Exercise
Convert the data below, from the line containing "the black shorts" up to and including the line containing "(1003, 513)", into a JSON list of strings with one string per line, omitting any blank lines.
_ _ _ _ _
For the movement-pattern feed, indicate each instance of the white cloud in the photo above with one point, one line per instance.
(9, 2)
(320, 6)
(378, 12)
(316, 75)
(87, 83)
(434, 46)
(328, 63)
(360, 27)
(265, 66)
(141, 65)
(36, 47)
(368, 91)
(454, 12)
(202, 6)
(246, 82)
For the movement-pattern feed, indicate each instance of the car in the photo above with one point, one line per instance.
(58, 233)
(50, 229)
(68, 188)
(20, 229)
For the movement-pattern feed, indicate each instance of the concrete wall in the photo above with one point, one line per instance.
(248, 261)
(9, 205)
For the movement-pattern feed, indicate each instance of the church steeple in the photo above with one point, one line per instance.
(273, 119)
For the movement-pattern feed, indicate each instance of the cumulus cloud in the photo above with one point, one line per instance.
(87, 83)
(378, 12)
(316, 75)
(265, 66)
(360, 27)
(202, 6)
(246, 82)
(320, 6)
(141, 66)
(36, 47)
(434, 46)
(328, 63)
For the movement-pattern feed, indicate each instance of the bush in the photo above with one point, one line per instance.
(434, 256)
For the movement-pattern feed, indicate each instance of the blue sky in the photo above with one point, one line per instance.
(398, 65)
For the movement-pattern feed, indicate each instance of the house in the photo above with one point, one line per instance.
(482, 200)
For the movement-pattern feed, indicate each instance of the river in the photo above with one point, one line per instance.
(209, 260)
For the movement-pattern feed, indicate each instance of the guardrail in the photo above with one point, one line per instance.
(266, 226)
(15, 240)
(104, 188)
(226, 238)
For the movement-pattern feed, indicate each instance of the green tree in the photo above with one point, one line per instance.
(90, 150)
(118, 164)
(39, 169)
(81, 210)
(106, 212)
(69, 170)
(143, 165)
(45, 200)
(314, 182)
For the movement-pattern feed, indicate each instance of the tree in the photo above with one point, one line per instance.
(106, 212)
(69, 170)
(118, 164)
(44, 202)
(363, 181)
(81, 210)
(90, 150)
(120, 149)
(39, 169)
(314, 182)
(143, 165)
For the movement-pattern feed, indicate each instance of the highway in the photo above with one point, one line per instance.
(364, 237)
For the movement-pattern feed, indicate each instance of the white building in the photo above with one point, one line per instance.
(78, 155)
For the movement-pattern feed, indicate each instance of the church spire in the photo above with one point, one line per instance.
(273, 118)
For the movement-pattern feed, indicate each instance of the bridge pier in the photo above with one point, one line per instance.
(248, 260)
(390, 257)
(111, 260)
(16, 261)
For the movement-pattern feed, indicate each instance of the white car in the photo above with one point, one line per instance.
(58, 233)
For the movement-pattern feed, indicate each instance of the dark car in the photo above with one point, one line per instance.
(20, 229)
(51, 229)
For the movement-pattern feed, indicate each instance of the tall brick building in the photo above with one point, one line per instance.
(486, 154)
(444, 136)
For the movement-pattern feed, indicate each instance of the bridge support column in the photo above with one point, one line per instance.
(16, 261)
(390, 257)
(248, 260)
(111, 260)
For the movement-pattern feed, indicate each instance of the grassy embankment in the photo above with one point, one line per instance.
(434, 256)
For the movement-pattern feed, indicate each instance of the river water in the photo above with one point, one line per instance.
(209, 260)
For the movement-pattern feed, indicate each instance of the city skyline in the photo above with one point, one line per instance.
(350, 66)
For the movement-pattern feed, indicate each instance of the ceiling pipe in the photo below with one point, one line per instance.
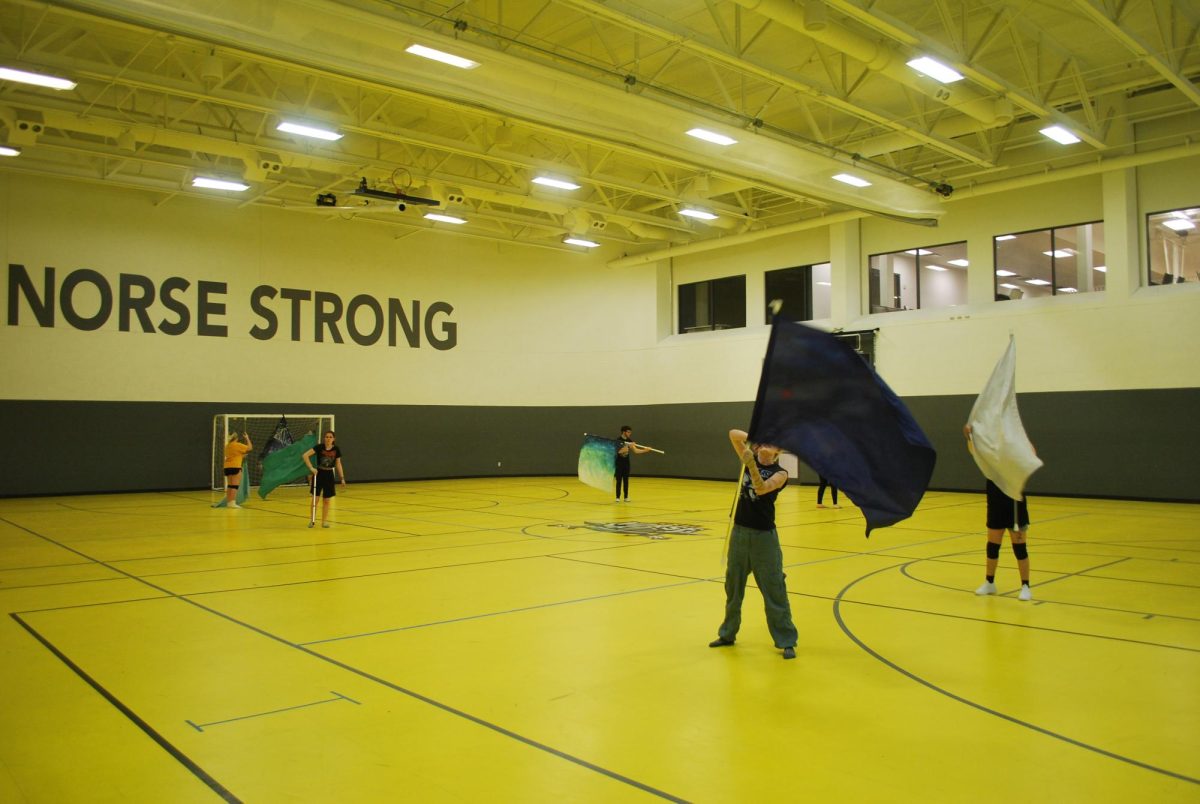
(883, 58)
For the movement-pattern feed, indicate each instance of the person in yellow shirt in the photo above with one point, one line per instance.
(235, 453)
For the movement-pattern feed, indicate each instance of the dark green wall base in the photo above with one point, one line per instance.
(1141, 444)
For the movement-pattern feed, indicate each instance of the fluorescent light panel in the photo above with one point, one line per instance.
(219, 184)
(36, 79)
(1179, 225)
(712, 137)
(935, 70)
(853, 181)
(561, 184)
(439, 55)
(443, 219)
(309, 131)
(1060, 135)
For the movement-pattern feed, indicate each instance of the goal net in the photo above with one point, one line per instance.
(268, 432)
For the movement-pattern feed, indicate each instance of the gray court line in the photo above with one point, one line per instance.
(1041, 730)
(1023, 625)
(183, 759)
(337, 697)
(508, 611)
(479, 721)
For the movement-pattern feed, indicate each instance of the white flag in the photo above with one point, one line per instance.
(1000, 445)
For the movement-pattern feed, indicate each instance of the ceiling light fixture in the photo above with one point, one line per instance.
(36, 79)
(1179, 225)
(935, 70)
(439, 55)
(443, 219)
(1060, 135)
(712, 137)
(309, 131)
(561, 184)
(853, 181)
(219, 184)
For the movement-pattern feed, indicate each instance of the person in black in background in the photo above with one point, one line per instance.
(624, 447)
(754, 547)
(329, 457)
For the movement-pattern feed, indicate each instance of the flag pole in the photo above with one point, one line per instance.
(733, 508)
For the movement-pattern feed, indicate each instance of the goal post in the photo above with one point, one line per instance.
(262, 427)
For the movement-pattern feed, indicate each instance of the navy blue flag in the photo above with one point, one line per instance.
(820, 400)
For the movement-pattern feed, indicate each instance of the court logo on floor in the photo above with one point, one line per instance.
(648, 529)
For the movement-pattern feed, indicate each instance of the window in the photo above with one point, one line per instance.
(804, 292)
(1171, 257)
(713, 305)
(929, 277)
(1050, 262)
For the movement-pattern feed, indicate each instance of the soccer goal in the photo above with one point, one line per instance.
(268, 432)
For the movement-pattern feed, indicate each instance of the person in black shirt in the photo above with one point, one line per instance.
(754, 547)
(329, 457)
(624, 447)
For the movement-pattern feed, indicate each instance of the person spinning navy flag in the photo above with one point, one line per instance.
(754, 547)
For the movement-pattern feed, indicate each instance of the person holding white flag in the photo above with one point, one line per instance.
(1003, 453)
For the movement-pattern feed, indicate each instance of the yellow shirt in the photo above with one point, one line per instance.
(235, 453)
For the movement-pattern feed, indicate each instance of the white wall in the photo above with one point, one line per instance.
(538, 328)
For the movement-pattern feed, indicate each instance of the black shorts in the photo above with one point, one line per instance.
(325, 485)
(1003, 513)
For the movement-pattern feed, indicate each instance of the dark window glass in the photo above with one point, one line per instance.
(713, 305)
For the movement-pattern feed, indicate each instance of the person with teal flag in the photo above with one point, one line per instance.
(286, 465)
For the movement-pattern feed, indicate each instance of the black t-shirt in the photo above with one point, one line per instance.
(325, 459)
(755, 511)
(623, 460)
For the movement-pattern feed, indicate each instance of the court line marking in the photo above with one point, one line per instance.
(479, 721)
(163, 743)
(337, 696)
(1018, 721)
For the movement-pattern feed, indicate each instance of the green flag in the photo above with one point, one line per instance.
(285, 466)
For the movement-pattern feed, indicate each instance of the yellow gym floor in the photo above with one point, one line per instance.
(527, 640)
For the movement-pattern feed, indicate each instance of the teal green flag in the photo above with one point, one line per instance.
(285, 466)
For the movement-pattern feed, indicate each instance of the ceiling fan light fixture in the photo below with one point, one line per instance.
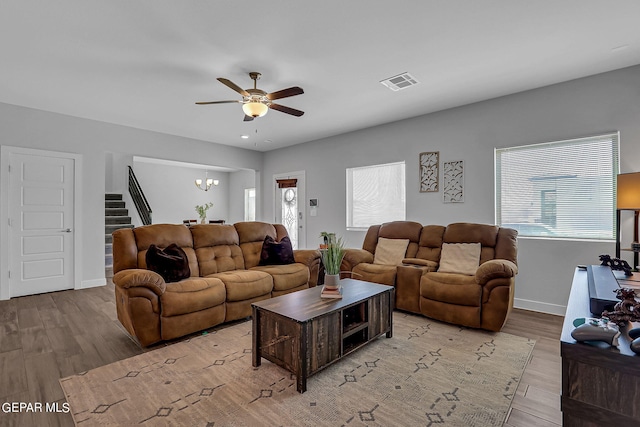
_ _ _ _ _
Reply to the task
[
  "For the movement-pattern feed, indicate each instance of the black shorts in the photo above with one point, one line per instance.",
  "(325, 485)",
  "(1003, 513)"
]